- [DOCUMENT PASSAGE]:
..........

The tech I'm talking about also has many implications besides reputation as well. I've spent the last couple of years kicking around the applications for it and trying to decide where to find an initial home for these ideas and the corresponding software implementation. With Steem finally having a chance to be a true decentralized platform for idea exchange, I decided this was an ideal place to introduce it and I'm looking forward to setting up a team to develop it.

@blocktrades I hope you can develop such an improved reputation system and use it to filter fake suckpuppet witnesses in the future.

The combined reputations of the voters for a witness is certainly a candidate for a signal that this isn't just a hostile take over by a single entity.

The absolute number of votes to somehow weight the net weight of the Steem Power would also make this kind of attack harder.

Since reputation is currently only really a measure of the value of the upvotes an account has received (and downvotes), the more benefit a user gets from a high reputation, the more chance there is of them buying votes and self upvoting etc.
The effects on Proof of Brain also have to be considered.
A truly effective reputation algorithm would be great, but I am not sure it can be done without some kind of KYC.

I very much believe it's possible to create a reputation system without what is traditionally known as KYC and I plan to write more on that topic in the future, once I have some free time again.

Great ok, I look forward to it. The majority of examples I have seen so far which are used to determine important (life changing) outcomes are the kind seen in the Chinese social credit system, which obviously goes too far down the route of centralisation. As soon as outcomes are based on reputation, I think there is a need to ensure that the reputation applies to a unique person or entity. I know that Voice (EOS) uses a patented system for identity involving multiple phones, but I personally don't like systems that force users to own a specific piece of hardware, especially when there are well known health risks (documented over decades by countless scientific studies) relating to elements of the tech. :/

I'd be interested in an algorithm that sorted humans from bots and gave accounts a kind of real human score. How many apps so they use? Bio data to from input devices like phones, range of non automated behaviors. Something very hard to fake.

I follow a company called Biocatch which does invisible security for banks. Their systems are proprietary and patented but worth reading their public details.

There has been a system for reliably identifying spam and bots on Steem for a long time, but it's creator @andybets left STEEM for EOS and didn't reply to my messages when I tried to contact him last time.

Such ideas have been suggested in the past, but an attacker can easily distribute his Steem Power over many sockpuppet accounts to counter that.

This is interesting.

As I was reading some of the responses above, I was wondering if there was any real way to determine "good" from "bad" stake, and how that may implicate witness voting.

Based on your explorations of a potential 'reputation system that actually works', and the original comment from @argsolver above -- would using a new reputation index as a criteria for running a witness be an effective way to do it? Or would another path, such as maybe applying some kind of bonus/penalty to the effective stake being used to vote witnesses work?

..........

- [INSTRUCTIONS]:
- A) Name every account handle (words beginning with @) that appears in the Steem reputation discussion.
- B) Answer these questions about the Steem reputation discussion:
(i) Which company provides invisible security for banks?
(ii) Which platform did the creator of the system for identifying spam and bots on Steem leave STEEM for?
(iii) What does Voice (EOS) use for identity?
- C) Write a next reply in the Steem reputation discussion, continuing after its final comment.
The listing is separate material and has no connection to the Steem reputation discussion.

..........

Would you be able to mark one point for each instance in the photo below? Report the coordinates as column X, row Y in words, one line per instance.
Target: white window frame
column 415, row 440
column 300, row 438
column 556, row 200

..........

- [RESPONSE LIST]:
- A) @blocktrades, @argsolver, @andybets

- B)
(i) Biocatch
(ii) EOS
(iii) A patented system involving multiple phones

- C)
Regardless.. Definitely eager to hear more background / context on DPoS, as well as your (and @theoretical's ) thoughts on future improvements / different protocols.

Here I define "REDPOS" as a DPOS protocol evolution thanks to the reputation factor.

Many witnesses create a new account for their witness (so their blog/main account is separate form their witness/alt account). The rep can be circumvented (and augmented) by one or two high-rep/high SP accounts.. so while the timing of the puppet accounts' rise to witness may take a little longer, it's still possible to bypass such a limitation.

Regardless, the best part about a blockchain is that anyone can be a witness with enough support from the "community".. limiting by rep is an arbitrary barrier to entry that may make potential adopters shy away from the "eliteist" protocol/restriction on becoming a witness..

Just my $0.02

limiting by rep is an arbitrary barrier to entry

Like any treshold is arbitrary, of course. The intention is to help constitute a "proof of human". With no barrier, it is proven that 30 suckpuppet accounts can be created by one entity and take control of STEEM just by means of SP brute-force.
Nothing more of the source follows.